Work required —
Pick out each line below that contains the word "smiling", and copy those lines.

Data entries

^^^^^^^^

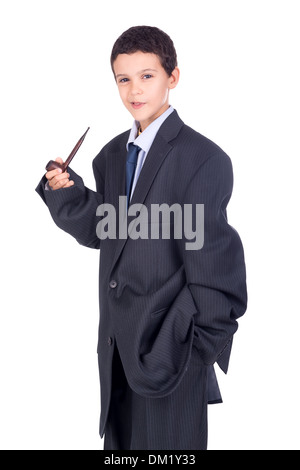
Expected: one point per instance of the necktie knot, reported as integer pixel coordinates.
(133, 152)
(131, 162)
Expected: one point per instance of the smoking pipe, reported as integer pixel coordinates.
(52, 165)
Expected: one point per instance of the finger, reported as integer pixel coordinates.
(69, 184)
(59, 181)
(51, 174)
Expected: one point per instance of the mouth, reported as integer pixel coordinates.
(137, 105)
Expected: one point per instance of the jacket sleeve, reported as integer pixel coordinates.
(74, 209)
(215, 274)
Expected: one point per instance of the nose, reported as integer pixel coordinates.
(135, 89)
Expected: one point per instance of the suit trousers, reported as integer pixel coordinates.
(175, 422)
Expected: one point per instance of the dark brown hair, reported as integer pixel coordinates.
(146, 39)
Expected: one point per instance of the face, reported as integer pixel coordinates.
(144, 85)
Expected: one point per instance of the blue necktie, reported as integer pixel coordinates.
(131, 162)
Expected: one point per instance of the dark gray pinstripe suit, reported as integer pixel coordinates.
(171, 312)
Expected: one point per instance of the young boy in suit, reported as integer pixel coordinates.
(168, 306)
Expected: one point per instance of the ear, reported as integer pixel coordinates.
(174, 78)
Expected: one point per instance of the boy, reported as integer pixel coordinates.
(169, 310)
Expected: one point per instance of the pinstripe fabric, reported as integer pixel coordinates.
(175, 300)
(176, 422)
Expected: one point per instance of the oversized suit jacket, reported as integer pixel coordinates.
(157, 299)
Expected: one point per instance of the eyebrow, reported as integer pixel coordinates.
(138, 73)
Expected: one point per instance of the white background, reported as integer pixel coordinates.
(239, 86)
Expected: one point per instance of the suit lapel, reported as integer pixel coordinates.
(157, 154)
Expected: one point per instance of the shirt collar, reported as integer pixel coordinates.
(146, 138)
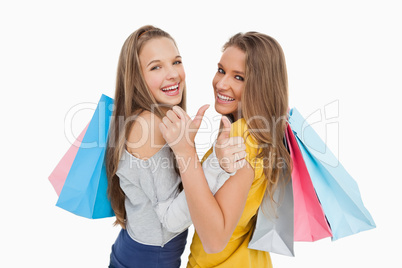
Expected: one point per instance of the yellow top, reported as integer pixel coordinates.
(236, 253)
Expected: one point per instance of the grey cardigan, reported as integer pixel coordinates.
(156, 209)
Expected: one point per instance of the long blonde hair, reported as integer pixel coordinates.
(265, 103)
(132, 97)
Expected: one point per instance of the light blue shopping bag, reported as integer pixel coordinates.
(336, 189)
(84, 192)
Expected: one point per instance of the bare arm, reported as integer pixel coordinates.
(215, 218)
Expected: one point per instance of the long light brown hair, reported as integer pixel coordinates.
(132, 97)
(265, 103)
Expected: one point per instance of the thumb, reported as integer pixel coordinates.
(225, 134)
(198, 118)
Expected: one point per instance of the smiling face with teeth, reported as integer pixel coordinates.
(228, 82)
(163, 70)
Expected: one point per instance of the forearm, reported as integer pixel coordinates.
(207, 216)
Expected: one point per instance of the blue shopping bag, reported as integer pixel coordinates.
(336, 189)
(84, 192)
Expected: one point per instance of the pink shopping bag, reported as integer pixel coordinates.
(59, 174)
(310, 223)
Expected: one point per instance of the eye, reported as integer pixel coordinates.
(238, 77)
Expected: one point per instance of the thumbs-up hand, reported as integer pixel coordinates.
(179, 130)
(230, 151)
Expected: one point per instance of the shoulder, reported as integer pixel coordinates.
(144, 138)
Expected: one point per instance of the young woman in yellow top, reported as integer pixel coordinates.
(251, 88)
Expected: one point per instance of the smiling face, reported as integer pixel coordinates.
(229, 82)
(163, 70)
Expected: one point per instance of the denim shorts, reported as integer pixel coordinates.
(128, 253)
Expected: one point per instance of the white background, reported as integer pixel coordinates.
(57, 54)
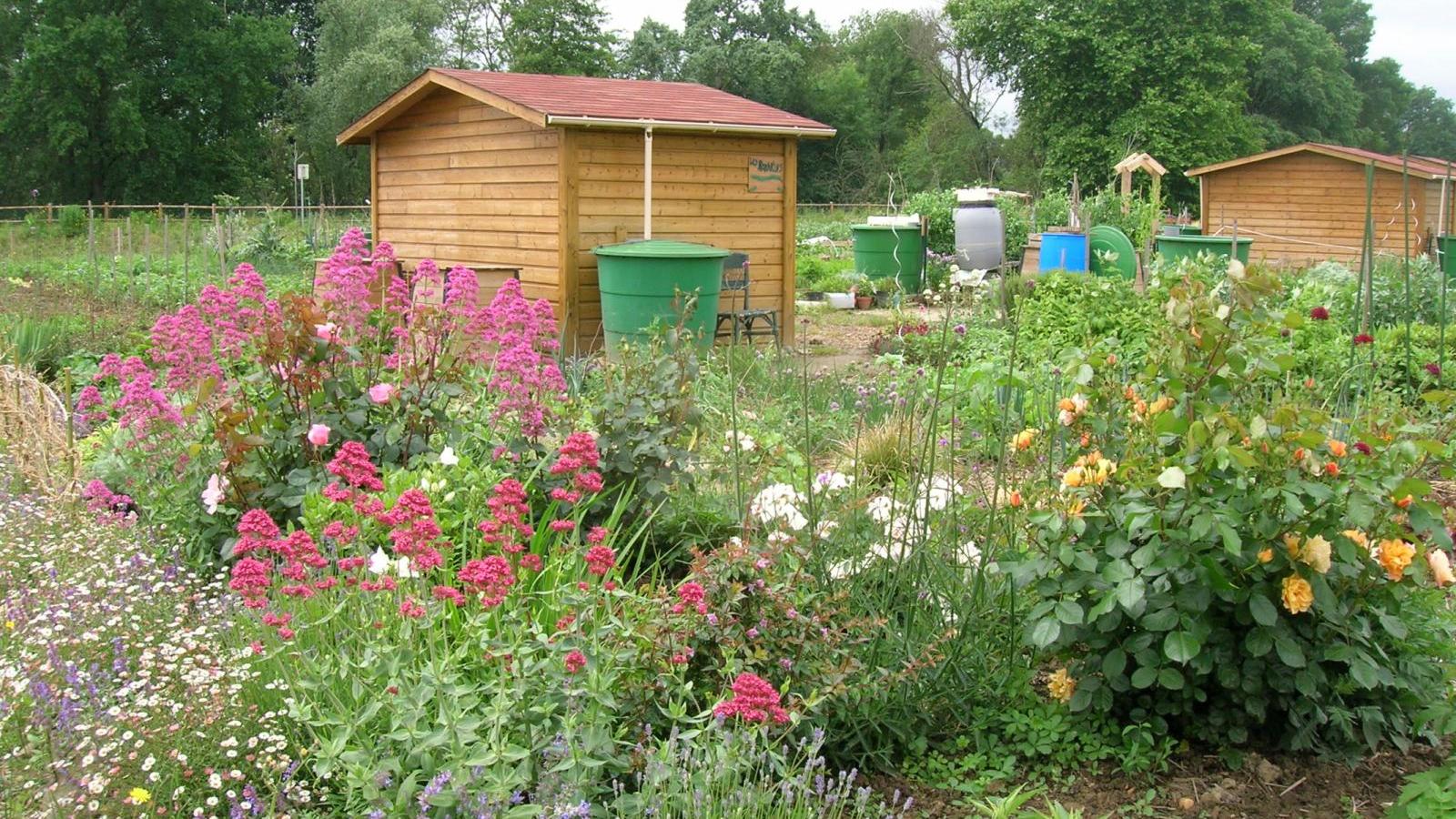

^^^^^^^^

The completed task —
Expected: one point per instance of the smiling face with teeth, reported as integer pixel coordinates.
Expected: one point per instance of the smiling face, reported as integer pixel coordinates.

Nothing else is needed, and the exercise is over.